Saturday, January 22, 2011

8070 hits the shelves at Argos, UK

As you may have seen from Alexandre's post below, the new 8070 Supercar, hit the shelves in UK.
I got the news this morning by mail from Huw (who runs the indispensable The new car is an exclusive from Argos in UK, where immediately he also went to buy one exemplar from the local branch.

From all the reactions we can find online, the mails and Gtalks I got today, it seems everybody is running into a kind of hysteria about this long waited model, and its little new part.

Below some better quality scans from the partslist, in the model's building instructions (got via Ryan).

There we can see listed the new 'CV Joint Axle' below, which together with other already existing parts [1, 2], offers new and more compact ways to build suspensions or even a new possibility to build U-Joints.

Namely this brings realism and the possibility to design realistic suspension arms on smaller scale vehicles, by recessing the pivot point by 1L, when compared to the traditional 3L U-Joint.

This is exactly how the new part is used at 8070's rear axle, next to the differential on each wheel side. See it in detail from the pictures below, kindly provided by Huw.

Coincidence or not, this new part looks exactly like the one designed and proposed by Barman, already in 2009.

Meanwhile junglistjoey has published online, some photos and one still unedited video from his new 8070.
┄┄┄┄┄┄
- GIVEN PROBLEM 1
Name every person the 8070 Supercar post mentions by name or handle.
- GIVEN PROBLEM 2
In the 8070 Supercar post, reproduce word for word the passage that begins with "I got the news" and ends with "traditional 3L U-Joint.".
The entries below have nothing to do with the text above.

Entries from a data source
┄┄┄┄┄┄
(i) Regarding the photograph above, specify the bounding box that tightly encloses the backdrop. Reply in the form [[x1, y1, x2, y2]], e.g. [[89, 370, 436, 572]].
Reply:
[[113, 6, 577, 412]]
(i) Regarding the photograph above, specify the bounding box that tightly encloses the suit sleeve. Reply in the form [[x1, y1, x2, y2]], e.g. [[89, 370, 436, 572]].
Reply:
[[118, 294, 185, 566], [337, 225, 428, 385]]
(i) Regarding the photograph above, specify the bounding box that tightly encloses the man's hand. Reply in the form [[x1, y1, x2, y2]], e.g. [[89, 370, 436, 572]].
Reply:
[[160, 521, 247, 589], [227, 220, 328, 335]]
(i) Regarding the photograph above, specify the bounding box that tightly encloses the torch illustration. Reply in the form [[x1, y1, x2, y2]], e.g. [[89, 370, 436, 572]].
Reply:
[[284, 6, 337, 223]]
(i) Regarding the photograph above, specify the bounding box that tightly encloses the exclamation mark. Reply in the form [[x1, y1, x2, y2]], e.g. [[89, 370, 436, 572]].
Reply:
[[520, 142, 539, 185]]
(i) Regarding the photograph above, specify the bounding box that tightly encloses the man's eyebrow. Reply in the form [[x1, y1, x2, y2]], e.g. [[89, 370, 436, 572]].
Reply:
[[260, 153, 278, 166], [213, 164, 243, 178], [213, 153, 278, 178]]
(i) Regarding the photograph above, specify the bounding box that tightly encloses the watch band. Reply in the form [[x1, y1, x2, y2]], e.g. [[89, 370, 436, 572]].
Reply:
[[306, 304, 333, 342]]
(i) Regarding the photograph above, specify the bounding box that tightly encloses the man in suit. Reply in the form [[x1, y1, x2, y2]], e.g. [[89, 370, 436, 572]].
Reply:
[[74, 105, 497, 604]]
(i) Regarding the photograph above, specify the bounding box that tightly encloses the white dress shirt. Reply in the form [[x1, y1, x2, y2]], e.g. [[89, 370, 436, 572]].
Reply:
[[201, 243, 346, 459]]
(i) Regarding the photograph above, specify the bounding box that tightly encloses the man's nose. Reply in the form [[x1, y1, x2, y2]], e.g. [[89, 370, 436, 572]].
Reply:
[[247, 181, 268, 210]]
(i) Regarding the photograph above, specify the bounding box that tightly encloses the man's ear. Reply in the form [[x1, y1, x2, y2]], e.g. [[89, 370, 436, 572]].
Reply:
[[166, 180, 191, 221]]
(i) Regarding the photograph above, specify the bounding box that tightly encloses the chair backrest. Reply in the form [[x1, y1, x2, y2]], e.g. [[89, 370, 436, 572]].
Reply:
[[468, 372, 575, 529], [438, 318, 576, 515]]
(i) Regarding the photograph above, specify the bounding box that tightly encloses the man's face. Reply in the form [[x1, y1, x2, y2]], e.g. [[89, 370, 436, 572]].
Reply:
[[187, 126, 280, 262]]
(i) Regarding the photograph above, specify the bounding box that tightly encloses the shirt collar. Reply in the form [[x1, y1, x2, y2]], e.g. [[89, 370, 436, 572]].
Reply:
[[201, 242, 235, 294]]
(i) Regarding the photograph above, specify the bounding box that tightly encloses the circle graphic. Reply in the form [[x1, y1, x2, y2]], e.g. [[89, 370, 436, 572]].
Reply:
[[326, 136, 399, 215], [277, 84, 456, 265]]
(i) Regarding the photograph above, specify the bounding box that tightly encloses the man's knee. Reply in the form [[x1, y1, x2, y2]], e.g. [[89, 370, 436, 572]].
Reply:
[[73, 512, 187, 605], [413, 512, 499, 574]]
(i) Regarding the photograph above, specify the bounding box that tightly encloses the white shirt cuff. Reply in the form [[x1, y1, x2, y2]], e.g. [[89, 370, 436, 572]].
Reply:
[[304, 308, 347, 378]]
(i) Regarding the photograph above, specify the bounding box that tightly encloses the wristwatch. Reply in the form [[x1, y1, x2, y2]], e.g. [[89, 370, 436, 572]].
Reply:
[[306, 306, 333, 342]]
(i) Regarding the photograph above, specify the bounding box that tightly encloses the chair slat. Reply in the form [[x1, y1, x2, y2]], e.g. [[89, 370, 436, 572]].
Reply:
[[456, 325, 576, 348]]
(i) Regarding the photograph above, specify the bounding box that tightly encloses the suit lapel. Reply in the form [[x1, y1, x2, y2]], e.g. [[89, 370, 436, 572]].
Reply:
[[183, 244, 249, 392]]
┄┄┄┄┄┄
- WORKED ANSWER 1
Alexandre, Huw, Ryan, Barman, junglistjoey

- WORKED ANSWER 2
I got the news this morning by mail from Huw (who runs the indispensable The new car is an exclusive from Argos in UK, where immediately he also went to buy one exemplar from the local branch.

From all the reactions we can find online, the mails and Gtalks I got today, it seems everybody is running into a kind of hysteria about this long waited model, and its little new part.

Below some better quality scans from the partslist, in the model's building instructions (got via Ryan).

There we can see listed the new 'CV Joint Axle' below, which together with other already existing parts [1, 2], offers new and more compact ways to build suspensions or even a new possibility to build U-Joints.

Namely this brings realism and the possibility to design realistic suspension arms on smaller scale vehicles, by recessing the pivot point by 1L, when compared to the traditional 3L U-Joint.